-- TASK REQUIREMENTS --
All entries below are to be returned exactly, with pictures left out.

Photo-based referring expression data
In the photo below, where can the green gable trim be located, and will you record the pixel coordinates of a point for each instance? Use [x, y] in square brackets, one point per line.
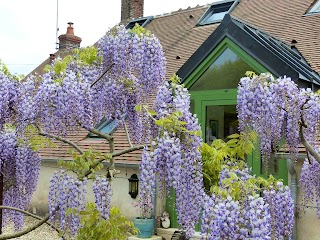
[222, 97]
[225, 43]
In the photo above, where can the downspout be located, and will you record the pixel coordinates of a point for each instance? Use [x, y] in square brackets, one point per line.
[294, 191]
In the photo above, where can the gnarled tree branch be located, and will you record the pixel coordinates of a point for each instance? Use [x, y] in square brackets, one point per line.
[74, 145]
[29, 229]
[29, 214]
[115, 154]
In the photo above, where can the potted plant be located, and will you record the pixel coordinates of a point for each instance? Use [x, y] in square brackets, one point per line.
[145, 222]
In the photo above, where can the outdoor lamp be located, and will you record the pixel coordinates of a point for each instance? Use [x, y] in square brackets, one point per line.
[133, 185]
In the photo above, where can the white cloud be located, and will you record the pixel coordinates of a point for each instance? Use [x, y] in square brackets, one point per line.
[28, 28]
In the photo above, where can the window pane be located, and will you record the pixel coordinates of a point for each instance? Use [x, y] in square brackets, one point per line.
[224, 73]
[221, 121]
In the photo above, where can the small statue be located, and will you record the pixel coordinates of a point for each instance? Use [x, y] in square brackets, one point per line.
[165, 220]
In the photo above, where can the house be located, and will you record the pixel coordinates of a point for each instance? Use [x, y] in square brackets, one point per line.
[210, 47]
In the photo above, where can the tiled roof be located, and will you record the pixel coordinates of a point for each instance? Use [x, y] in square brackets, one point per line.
[180, 38]
[287, 20]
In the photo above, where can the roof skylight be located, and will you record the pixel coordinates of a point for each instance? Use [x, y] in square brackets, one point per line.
[216, 11]
[141, 21]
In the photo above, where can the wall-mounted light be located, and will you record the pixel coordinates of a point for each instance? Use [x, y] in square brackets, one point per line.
[133, 185]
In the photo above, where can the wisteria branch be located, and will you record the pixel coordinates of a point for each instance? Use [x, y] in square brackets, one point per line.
[29, 229]
[115, 154]
[308, 146]
[108, 69]
[100, 134]
[127, 133]
[29, 214]
[74, 145]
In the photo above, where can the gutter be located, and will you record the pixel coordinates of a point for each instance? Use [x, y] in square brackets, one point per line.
[105, 164]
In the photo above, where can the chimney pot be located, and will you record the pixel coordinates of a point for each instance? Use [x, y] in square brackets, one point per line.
[70, 28]
[52, 57]
[131, 9]
[69, 40]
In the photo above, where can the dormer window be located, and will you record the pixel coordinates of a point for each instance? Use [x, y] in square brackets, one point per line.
[141, 21]
[216, 12]
[315, 8]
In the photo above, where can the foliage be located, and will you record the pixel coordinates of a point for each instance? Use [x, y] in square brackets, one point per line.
[116, 227]
[221, 153]
[240, 205]
[278, 110]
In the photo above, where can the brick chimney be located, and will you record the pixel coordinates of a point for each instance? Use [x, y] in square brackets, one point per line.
[52, 57]
[131, 9]
[69, 40]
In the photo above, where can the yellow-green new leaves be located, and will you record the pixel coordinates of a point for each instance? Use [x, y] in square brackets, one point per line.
[36, 141]
[82, 163]
[231, 155]
[116, 227]
[175, 79]
[216, 156]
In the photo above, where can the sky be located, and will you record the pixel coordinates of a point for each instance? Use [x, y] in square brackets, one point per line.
[28, 28]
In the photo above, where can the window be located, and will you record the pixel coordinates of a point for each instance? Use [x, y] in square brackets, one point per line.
[224, 73]
[315, 8]
[141, 21]
[217, 11]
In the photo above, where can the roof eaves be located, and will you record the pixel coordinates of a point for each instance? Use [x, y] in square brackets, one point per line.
[278, 61]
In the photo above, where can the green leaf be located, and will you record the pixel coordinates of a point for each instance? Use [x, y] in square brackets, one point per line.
[138, 108]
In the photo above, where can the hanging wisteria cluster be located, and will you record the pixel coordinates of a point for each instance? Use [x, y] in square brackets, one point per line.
[20, 167]
[67, 192]
[278, 110]
[272, 107]
[80, 95]
[175, 155]
[102, 194]
[8, 100]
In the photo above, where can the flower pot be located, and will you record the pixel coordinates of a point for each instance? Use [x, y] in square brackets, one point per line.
[145, 226]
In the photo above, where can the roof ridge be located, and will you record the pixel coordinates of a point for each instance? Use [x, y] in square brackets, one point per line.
[181, 11]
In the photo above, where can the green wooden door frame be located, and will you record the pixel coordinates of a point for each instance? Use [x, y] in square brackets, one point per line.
[201, 99]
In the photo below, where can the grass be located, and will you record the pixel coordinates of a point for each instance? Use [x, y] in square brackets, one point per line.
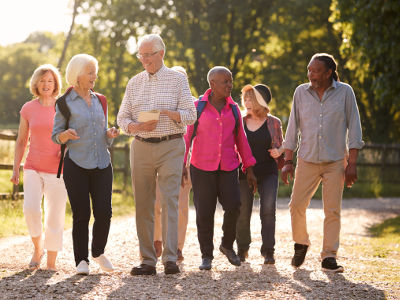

-- ANSWER --
In the photo below, where can the green gable trim be located, and will you record the pixel coordinates of a point for each instance? Use [x, y] in square brackets, one point per line.
[222, 97]
[225, 43]
In the photo above, where can the downspout be located, and will you record the pixel coordinates of a point for each instance? Use [x, y] in square brackets, one point per line.
[294, 191]
In the photo above, where can the gnarled tree branch be located, and will you record the pixel coordinates of a point for each instance? Use [x, y] in square brackets, one point per line.
[74, 145]
[29, 229]
[29, 214]
[115, 154]
In the photo above, where can the potted plant be located, and will you record the pixel coordinates of a point for each instance? Use [x, y] in square brackets, one point per line.
[145, 222]
In the photo above, where can the outdoor lamp be located, and will you record the pixel coordinates of a point for each instance? Use [x, y] in square brackets, one point per line.
[133, 185]
In the photo above, where can the white cloud be located, and will you record the pixel coordinates of a point for each instance? Use [x, y] in square brackets, one point per line.
[28, 28]
In the photo above, where can the window pane be located, and will you record the pixel coordinates of a point for each instance? Use [x, y] in square brackets, one point per line.
[224, 73]
[221, 121]
In the photo above, where can the small statue be located, and will you record the pixel coordinates of a point for each instance? Use [x, y] in square brackets, one point per line.
[165, 220]
In the photo above, where can the house be located, and will you record the pixel coordinates of a point for each instance? Use [x, y] in square brackets, one point per line.
[210, 47]
In the photo above, where can the tiled roof be located, and will you record the pixel coordinates of a point for each instance? Use [x, y] in square brackets, one point per line.
[180, 38]
[287, 20]
In the photo above, where can the roof skylight be located, and will you record the pixel coordinates of a point for each instance? Use [x, y] in square brackets, one point per line.
[216, 11]
[141, 21]
In the photo above, where can the wall-mounted light be located, and will you record the pixel coordinates of a point for each instance? Use [x, y] in square brackets, one point per line.
[133, 185]
In the photo above, where can the wisteria branch be located, and will you record the pixel coordinates of a point for each instance? Use [x, y] in square brackets, one point per line.
[29, 229]
[115, 154]
[308, 146]
[108, 69]
[100, 134]
[127, 133]
[29, 214]
[74, 145]
In the photo above, where can the gutter be located, and will you record the pixel coordinates of a point for each instance? Use [x, y] in square brackets, one point per line.
[105, 164]
In the photo above, where can the chimney pot be located, and will you record the pixel coordinates of a point for each instance? Use [x, y] in square brackets, one point per line.
[70, 28]
[52, 57]
[131, 9]
[69, 40]
In the photo above, where can the dormer window be located, and will you record the pixel coordinates of a point for each instance? Use [x, y] in square brackets, one point per line.
[141, 21]
[216, 12]
[315, 8]
In the photo above, where can the foliage be located, and will you record the pixel coordinates of a point for each instance? Use [x, y] in square brackets, one point per line.
[116, 227]
[221, 153]
[240, 205]
[278, 110]
In the photo above, where can the brick chimney be located, and will you record the pixel coordinates of a point for each instance? Use [x, y] in square brackets, one point per line.
[52, 57]
[131, 9]
[69, 40]
In the photo above, where can the yellow-green new leaves be located, and will you record the pixel coordinates of a point for each instance? Use [x, y] in square brackets, one point per line.
[36, 141]
[82, 163]
[231, 155]
[116, 227]
[175, 79]
[216, 156]
In the photo above, where can the sky be located, and will you record the pixel coordinates of a point for each instance? Use [x, y] in square brackets, one point per line.
[28, 28]
In the photo above, where can the window be located, and will you record the pixel coordinates of a point for each instance? Use [x, y] in square brackets, one point per line.
[224, 73]
[315, 8]
[141, 21]
[217, 11]
In the photo above, where can the roof eaves be located, and will you record the pixel coordinates of a point for each instance? Use [x, y] in square brackets, one point per line.
[278, 61]
In the photo above, where can the green leaf be located, and will you record the pixel coordinates of a point for each instance? Use [x, y] in square brackets, one point per line.
[138, 108]
In the photo above, where can the hanging wisteria cluster be located, and will you record the pixel coordinates of a point for each instance? Use [x, y] in square brackets, one point per line.
[20, 167]
[67, 192]
[278, 110]
[272, 107]
[80, 95]
[175, 155]
[102, 194]
[8, 100]
In the photo above, where can the flower pot be located, and will you record the pixel coordinates of a point for each instance? Use [x, y] in square brackets, one point per line.
[145, 226]
In the photo above, where can the roof ridge be located, and will you record the pixel coordinates of a point for each instance? Use [x, y] in square brackets, one point per line.
[181, 11]
In the photo above, where can the green wooden door frame be located, and will you record the pixel coordinates of a point for each instance? Use [x, y] in square brackets, one point per line.
[201, 99]
In the photo below, where can the grass be located, and will you record the pixel coordinates of a point for each instance? Use [x, y] in square brackets, one point per line.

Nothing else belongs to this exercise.